→ TO BE DONE
Gather every line of the data below that contains the word "cloud", and copy each one out.

Dataset excerpts on object pointing
——————————
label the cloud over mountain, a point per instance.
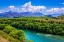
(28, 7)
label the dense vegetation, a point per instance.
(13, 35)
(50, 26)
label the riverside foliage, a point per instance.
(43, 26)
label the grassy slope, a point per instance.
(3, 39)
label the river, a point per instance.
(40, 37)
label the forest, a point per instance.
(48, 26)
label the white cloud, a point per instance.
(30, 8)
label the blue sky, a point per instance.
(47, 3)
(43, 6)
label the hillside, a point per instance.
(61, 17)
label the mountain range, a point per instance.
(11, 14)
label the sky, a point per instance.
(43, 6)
——————————
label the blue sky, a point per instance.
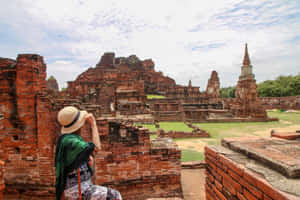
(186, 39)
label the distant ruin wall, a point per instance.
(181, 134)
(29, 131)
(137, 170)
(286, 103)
——————————
→ PROBLEM SOLUTION
label the cloud over mountain, a point per instance.
label the white cloud, a point per instance.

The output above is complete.